• Task goal
Produce an exact copy of the listing.

• Input

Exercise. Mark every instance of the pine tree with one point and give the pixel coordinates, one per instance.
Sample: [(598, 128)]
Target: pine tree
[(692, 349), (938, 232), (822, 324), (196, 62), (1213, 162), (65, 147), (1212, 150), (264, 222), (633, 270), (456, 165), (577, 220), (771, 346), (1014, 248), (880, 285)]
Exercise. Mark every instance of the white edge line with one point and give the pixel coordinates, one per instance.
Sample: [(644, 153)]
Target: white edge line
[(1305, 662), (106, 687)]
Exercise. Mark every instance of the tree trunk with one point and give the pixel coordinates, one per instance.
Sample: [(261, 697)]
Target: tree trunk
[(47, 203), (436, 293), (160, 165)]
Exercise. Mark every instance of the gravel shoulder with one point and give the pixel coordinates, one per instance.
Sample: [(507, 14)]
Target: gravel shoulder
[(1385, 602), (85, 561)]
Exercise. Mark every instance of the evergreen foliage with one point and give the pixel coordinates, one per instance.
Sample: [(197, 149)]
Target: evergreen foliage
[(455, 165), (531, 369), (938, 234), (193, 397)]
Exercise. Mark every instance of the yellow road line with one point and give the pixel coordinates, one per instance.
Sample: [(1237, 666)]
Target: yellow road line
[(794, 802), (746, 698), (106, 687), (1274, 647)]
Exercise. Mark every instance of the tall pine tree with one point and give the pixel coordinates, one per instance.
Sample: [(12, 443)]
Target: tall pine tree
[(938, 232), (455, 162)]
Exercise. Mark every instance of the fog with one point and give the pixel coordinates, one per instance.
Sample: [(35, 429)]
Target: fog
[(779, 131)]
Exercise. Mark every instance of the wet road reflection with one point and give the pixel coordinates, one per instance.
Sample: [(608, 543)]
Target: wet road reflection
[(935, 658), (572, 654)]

• Response to the task
Exercise. Mark every instance of the pine tree with one point and give the pixel coordinates, one per instance.
Sample: [(598, 128)]
Target: pine tree
[(692, 349), (938, 232), (822, 324), (196, 62), (1213, 162), (65, 147), (1212, 150), (264, 222), (633, 270), (456, 165), (577, 220), (771, 346), (1014, 248), (880, 285)]
Exercise. Mark every instance of the white edge line with one point and give the pixel coordinates, one per instance.
Sample: [(644, 153)]
Target: white edge line
[(1305, 662), (106, 687)]
Exercise. Mark every instance of the tree trunk with one point and give the pixel coordinates, one per instance.
Sample: [(261, 697)]
Target: tree trunk
[(47, 203), (436, 293), (160, 165)]
Exercise. Mark every instance of the gravel shoulder with one point and give the pixel coordinates, one per instance.
Sample: [(507, 14)]
Target: gravel shoulder
[(1385, 602), (85, 561)]
Exercise. Mark every instance of the evergreen foliage with one point and give the pixel coordinates, one per instance.
Sample: [(197, 149)]
Target: evergreen foliage
[(455, 165), (531, 369), (938, 234), (193, 397)]
Exercise. Mark every instance of the yellow road line with one point and give the pixel coordinates, one per instance.
Sample: [(1237, 666)]
Target: yellow road line
[(794, 802), (746, 698), (106, 687), (1274, 647)]
Exercise. Mark every instance of the tall pine tree with one point and give the pixel coordinates, one per instance.
Sample: [(12, 443)]
Target: tall pine tree
[(938, 232), (455, 162)]
Exercise. Mark every instance of the fog with one point and give the pixel coordinates, one per instance.
Sample: [(35, 429)]
Target: fog
[(779, 131)]
Exercise. Mark every instance of the wet road reflection with one point and give the pixel coordinates, one per instance.
Sample: [(608, 543)]
Target: wet road reflection
[(935, 658), (572, 654)]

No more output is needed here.